• TASK INSTRUCTIONS: Transcribe the lines of the records starting with the one that has "In the photograph above, where can the crushed" in it and ending with the last, and transcribe nothing else.

(Point labeling examples)

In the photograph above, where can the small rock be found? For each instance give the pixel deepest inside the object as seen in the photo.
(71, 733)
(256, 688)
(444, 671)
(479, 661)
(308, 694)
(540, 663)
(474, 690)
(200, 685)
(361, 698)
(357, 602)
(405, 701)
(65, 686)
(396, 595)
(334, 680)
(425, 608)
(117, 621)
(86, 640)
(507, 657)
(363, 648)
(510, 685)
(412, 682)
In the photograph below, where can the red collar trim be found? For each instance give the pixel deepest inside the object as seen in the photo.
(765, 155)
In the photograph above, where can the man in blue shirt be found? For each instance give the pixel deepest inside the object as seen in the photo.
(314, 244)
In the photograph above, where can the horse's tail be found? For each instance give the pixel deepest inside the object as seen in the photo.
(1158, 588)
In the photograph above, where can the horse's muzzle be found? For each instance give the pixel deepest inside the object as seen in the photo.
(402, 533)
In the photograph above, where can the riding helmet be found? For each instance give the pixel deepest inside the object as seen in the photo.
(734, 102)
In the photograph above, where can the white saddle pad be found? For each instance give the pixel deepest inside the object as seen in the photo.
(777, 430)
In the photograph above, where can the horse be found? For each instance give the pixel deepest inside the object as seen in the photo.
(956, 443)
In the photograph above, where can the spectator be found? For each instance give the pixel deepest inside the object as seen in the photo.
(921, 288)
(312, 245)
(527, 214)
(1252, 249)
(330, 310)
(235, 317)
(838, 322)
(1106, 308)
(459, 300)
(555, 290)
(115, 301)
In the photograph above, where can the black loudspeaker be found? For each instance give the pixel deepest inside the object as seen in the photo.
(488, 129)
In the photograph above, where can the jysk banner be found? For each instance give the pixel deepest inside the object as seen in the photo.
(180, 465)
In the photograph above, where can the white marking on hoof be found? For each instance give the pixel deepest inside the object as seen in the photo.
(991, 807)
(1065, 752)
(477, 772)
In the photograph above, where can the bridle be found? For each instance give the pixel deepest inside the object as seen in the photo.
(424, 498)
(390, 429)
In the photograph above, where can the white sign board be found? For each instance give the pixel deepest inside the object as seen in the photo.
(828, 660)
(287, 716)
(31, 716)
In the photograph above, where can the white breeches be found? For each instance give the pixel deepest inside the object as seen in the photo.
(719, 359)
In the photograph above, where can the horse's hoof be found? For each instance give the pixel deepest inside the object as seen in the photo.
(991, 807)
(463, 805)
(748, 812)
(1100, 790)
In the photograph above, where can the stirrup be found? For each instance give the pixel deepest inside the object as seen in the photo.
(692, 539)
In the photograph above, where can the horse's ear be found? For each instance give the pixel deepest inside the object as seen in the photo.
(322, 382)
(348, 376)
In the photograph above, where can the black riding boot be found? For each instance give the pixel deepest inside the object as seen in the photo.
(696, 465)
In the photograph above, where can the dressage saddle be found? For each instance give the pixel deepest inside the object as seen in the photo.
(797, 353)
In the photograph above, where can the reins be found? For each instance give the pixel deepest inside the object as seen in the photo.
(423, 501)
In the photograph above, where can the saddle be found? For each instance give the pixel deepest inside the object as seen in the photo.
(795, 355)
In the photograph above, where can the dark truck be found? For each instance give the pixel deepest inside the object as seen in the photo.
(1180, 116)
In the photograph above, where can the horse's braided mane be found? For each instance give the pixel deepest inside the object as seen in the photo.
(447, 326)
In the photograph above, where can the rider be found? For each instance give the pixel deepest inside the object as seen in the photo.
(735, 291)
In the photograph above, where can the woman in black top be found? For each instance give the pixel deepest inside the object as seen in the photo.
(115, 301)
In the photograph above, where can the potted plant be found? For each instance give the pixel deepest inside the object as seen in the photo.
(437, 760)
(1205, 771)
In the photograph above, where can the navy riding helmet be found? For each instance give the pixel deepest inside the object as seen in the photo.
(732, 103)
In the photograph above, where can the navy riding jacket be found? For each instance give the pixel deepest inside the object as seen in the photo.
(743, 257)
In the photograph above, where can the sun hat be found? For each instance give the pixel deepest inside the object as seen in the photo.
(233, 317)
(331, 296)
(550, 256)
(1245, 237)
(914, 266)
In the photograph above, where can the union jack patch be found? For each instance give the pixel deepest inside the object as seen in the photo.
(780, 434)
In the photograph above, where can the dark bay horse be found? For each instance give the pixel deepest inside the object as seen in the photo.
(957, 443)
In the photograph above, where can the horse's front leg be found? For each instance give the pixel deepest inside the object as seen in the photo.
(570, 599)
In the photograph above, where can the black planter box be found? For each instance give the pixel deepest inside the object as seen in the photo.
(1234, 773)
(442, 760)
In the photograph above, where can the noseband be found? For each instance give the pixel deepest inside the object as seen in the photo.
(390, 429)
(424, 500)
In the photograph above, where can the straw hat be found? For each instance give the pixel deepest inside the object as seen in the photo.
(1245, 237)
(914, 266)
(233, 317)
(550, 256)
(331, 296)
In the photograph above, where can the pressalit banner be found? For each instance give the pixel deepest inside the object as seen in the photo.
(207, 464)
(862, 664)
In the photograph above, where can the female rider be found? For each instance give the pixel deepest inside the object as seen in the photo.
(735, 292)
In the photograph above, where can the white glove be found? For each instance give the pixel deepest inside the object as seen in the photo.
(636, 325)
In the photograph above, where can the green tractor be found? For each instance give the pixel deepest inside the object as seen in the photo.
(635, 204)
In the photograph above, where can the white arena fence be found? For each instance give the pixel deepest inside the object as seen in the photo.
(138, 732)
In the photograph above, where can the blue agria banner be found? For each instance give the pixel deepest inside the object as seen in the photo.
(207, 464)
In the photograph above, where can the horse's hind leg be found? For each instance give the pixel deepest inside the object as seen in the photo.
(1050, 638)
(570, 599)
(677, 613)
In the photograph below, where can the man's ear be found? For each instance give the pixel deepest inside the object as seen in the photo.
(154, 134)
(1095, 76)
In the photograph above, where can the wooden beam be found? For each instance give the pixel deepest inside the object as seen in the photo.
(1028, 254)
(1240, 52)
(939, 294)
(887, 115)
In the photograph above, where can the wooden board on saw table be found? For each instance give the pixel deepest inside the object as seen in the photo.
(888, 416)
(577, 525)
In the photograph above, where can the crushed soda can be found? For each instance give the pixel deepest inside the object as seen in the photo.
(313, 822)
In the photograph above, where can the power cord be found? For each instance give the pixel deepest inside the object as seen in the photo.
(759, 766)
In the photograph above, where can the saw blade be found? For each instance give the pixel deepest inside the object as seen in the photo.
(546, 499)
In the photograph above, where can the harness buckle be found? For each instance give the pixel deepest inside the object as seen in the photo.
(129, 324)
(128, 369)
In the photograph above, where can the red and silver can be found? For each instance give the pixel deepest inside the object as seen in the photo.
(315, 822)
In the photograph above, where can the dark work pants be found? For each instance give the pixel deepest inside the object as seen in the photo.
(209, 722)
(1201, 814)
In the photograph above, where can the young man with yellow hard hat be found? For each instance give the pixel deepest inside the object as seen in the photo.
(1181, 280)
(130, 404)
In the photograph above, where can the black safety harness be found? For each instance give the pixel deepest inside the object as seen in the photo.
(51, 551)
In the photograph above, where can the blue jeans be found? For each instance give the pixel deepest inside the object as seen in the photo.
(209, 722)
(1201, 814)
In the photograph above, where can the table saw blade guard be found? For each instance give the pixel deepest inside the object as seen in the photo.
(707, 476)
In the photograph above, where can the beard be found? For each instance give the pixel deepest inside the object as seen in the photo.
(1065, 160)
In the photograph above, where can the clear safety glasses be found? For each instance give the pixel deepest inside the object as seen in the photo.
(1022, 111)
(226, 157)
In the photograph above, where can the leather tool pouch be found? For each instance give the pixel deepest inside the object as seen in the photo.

• REPLY:
In the photograph above, where can the crushed soda can be found? For each instance give the pixel deepest inside the object as seen in the photo.
(313, 822)
In the photograph above, where can the power cord be found? For each instance give the pixel deepest inside the object as seen in the photo.
(759, 766)
In the photograph above, where can the saw blade be found? For each instance give the pixel deepest inside the object as seen in the photo.
(546, 499)
In the photograph above, where can the harness buckle be found? For each instance give the pixel deepest inside the object as seen in the photo.
(129, 324)
(128, 369)
In the photograph above, where can the red and silver can be found? For each instance give the pixel deepest inside the object as seen in the photo.
(315, 822)
In the photograph above, where can the dark work pants be found? For each instance give the pixel deepest inside the object as seen in the photo.
(209, 722)
(1201, 814)
In the photograph above, where can the young man with yellow hard hat be found? For each instance give the pixel deepest inside the object as seen in the photo.
(1181, 280)
(130, 404)
In the photograph above, where can the black safety harness be found? For each instance give the pixel deepest inside the object as seen in the photo.
(51, 551)
In the photograph above, where can the blue jeans be found? For each instance give the pixel deepest inside the object as seen in the photo.
(209, 722)
(1201, 814)
In the photograph above, where can the table saw blade guard be found? For each instance give the pixel deepest inside the object as seen in the photo.
(707, 476)
In the photograph above, where can the beard be found? For each instance give the pixel deepest inside the object as seen in the photo.
(1065, 160)
In the photograph above, where can the clear safety glasses be found? For each instance give the pixel deepest inside the object as seen in the photo.
(1022, 111)
(226, 157)
In the photograph above, where can the leather tool pouch be found? For each instance give the pixel deepest inside the object as seen in the photo.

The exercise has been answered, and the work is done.